───── Reading passage ─────

However, minimum required exposure does not necessarily correlate with actual exposure to physical activity. Military service is associated with a significant level of exercise exposure each year, with the highest exposure levels found in the Army and Marine Corps per self-report data (Fig. 3). All branches of military service were associated with enough exercise exposure to classify members as athletes as defined by the current ARVC-focused literature (ie at least 3 hours per week of moderate to intense dynamic activity, of at least 6 METs, or at least 936 MET-hours/year).⁸ Both the Army and Marine Corps had individuals exceeding the dose of exercise associated with increased arrhythmia in G+ P+ individuals. ⁸ Some service members are registering extremely high levels of physical activity associated with disease progression in G+ P– individuals, although the range of activity also includes an exercise dose that is associated with fewer arrhythmic events. ⁸

Exercise Exposure in MET-Hours/Year by Service. Values were Calculated from Self-report Data. [10] 650 MET-Hour/Year (Green) is the AHA Recommended Amount of Exercise for the General Population and is not Associated with Progression in G+ P– Individuals. 5,720 MET-Hour/Year (Yellow) is not Associated with Increased Dilation in G+ P+ individuals. 21,100 MET-Hour/Year (blue) is the Exercise Dose Associated with Training Program Developed to Improve Performance in a Weighted Carry Task. 121,787 MET-Hour/Year (Red) is Annual Exposure Associated with Progression from G+ P– to G+ P+0.5.

───── Record set ─────

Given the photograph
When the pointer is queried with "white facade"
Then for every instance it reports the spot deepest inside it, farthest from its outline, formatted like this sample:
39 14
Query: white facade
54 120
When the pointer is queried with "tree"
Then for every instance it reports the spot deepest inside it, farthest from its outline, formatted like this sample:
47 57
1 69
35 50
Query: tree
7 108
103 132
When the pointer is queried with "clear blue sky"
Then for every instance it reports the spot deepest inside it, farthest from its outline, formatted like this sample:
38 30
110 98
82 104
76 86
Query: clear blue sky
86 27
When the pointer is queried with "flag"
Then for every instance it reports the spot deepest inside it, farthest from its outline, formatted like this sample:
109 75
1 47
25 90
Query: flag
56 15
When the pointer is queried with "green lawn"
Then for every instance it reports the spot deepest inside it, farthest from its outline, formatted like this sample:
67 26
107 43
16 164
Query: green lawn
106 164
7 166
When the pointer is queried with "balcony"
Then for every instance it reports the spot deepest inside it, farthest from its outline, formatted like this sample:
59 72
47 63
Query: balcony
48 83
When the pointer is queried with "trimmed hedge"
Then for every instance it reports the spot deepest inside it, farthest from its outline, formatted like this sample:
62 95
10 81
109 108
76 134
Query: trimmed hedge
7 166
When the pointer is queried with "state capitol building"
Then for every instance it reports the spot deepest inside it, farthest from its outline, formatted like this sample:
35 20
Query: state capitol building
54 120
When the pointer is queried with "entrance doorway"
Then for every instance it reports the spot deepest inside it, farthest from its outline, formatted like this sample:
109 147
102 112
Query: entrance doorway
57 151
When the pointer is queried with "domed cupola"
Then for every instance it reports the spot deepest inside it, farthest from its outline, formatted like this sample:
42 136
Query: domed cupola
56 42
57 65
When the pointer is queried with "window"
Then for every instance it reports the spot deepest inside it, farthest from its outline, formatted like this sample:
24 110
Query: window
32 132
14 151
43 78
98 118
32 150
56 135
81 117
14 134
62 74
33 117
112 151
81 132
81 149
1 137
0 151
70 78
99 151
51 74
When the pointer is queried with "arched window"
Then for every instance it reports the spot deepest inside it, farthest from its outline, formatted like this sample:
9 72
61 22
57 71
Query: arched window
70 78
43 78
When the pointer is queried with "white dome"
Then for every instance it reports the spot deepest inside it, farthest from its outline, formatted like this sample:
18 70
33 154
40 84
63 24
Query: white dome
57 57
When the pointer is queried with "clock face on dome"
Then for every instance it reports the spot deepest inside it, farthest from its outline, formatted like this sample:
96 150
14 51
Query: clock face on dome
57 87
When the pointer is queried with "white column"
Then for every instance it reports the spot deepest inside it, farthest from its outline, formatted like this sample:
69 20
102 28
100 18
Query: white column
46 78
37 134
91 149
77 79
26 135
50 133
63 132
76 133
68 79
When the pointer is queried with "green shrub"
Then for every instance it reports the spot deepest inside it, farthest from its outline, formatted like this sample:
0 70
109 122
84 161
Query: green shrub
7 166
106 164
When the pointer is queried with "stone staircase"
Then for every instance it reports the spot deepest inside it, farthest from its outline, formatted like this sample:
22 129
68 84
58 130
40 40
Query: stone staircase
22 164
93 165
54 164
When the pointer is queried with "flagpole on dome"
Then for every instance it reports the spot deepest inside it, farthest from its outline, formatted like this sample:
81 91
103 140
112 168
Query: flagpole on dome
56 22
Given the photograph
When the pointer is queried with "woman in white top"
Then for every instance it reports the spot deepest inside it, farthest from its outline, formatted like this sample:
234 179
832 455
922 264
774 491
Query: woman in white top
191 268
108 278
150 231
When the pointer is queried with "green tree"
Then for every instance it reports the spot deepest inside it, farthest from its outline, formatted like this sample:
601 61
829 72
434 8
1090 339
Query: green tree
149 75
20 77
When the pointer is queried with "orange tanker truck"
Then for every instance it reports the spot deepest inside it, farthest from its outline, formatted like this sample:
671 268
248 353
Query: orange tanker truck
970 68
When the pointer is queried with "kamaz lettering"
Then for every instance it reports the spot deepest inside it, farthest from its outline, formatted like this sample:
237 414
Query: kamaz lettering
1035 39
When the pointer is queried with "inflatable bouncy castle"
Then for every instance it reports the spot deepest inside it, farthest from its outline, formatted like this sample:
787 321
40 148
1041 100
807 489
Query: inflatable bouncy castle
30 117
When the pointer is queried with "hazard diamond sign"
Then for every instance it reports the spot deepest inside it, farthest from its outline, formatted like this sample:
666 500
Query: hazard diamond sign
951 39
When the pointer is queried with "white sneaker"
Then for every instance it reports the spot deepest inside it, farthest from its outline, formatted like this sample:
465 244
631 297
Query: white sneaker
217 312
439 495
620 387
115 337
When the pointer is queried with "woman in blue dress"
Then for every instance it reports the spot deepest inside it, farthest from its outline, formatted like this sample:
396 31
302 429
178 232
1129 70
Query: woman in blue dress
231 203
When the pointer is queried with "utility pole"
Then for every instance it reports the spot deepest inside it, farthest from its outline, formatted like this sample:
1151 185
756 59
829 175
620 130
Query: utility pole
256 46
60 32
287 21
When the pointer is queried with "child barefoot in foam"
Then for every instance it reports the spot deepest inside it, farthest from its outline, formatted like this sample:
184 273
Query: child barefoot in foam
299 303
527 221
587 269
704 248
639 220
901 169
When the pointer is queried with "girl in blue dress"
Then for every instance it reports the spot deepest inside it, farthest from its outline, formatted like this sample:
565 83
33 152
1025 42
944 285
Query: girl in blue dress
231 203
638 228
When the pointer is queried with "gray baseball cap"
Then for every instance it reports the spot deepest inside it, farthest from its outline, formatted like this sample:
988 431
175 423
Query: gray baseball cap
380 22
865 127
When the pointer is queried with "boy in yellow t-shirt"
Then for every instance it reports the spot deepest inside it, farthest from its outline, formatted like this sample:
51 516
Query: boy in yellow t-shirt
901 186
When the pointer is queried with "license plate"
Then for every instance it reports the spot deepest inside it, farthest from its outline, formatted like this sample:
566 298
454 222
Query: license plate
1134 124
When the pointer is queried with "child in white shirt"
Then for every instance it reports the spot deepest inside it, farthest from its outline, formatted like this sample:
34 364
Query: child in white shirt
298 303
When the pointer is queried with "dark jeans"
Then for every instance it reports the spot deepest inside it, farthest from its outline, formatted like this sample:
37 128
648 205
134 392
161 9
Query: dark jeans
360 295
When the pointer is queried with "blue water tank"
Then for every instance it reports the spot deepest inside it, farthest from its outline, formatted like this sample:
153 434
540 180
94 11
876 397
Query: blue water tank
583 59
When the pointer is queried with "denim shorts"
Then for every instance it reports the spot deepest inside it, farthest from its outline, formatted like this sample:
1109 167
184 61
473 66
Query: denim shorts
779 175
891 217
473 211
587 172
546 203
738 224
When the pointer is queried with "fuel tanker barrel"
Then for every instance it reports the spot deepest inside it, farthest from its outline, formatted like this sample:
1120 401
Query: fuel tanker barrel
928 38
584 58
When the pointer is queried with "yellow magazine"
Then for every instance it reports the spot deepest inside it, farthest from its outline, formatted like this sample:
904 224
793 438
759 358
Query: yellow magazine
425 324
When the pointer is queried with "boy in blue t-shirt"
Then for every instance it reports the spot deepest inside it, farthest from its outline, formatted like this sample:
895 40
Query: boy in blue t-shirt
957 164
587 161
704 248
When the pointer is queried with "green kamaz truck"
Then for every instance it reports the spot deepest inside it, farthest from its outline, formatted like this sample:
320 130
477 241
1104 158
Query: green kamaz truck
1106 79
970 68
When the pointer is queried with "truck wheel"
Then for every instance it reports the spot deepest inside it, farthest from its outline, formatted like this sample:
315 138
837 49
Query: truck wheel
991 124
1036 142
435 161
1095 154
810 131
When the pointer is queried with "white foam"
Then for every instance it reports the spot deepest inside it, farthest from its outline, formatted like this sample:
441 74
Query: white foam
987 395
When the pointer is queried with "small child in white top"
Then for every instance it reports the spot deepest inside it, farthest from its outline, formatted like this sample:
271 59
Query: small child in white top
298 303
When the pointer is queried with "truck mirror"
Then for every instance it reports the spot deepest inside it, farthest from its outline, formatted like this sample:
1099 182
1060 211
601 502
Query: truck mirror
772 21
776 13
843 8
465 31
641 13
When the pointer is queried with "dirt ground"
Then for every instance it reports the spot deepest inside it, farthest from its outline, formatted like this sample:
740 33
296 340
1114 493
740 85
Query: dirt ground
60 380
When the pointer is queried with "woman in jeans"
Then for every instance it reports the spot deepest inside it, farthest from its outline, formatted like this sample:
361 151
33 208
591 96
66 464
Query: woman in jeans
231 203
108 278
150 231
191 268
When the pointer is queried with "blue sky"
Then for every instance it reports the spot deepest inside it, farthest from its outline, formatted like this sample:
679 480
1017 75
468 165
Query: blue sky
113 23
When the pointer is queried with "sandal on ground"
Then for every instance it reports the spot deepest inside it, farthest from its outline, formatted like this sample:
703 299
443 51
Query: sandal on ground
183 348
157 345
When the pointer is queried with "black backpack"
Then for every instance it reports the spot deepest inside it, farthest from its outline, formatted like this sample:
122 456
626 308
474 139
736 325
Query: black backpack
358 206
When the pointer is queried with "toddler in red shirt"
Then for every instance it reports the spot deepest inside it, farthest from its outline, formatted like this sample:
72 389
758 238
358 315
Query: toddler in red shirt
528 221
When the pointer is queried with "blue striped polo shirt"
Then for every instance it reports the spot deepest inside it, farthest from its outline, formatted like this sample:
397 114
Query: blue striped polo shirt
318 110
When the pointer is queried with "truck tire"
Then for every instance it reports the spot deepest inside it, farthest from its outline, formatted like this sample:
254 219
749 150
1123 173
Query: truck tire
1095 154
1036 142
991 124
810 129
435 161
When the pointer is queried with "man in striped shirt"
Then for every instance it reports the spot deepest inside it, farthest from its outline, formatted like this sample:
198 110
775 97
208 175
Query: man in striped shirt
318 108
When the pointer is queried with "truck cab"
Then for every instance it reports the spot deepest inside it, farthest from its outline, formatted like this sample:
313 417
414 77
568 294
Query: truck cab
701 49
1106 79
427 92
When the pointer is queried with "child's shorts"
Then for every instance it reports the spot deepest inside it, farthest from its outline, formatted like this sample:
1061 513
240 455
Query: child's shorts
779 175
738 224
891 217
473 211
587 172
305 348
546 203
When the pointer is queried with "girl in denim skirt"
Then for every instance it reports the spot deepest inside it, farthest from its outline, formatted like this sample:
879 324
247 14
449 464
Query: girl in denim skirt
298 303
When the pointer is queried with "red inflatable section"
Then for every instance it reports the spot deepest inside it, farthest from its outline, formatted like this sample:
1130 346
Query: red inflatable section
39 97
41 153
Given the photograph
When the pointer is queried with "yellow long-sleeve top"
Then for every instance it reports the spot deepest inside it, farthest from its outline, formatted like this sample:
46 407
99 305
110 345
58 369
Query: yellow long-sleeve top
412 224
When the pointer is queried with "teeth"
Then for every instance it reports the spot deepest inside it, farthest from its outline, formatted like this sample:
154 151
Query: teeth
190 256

─────

Can you copy everything from "Exercise Exposure in" down to "to G+ P+0.5." in the passage on exercise exposure, replacing "General Population" with "Adult Population"? The records aren't needed here.

Exercise Exposure in MET-Hours/Year by Service. Values were Calculated from Self-report Data. [10] 650 MET-Hour/Year (Green) is the AHA Recommended Amount of Exercise for the Adult Population and is not Associated with Progression in G+ P– Individuals. 5,720 MET-Hour/Year (Yellow) is not Associated with Increased Dilation in G+ P+ individuals. 21,100 MET-Hour/Year (blue) is the Exercise Dose Associated with Training Program Developed to Improve Performance in a Weighted Carry Task. 121,787 MET-Hour/Year (Red) is Annual Exposure Associated with Progression from G+ P– to G+ P+0.5.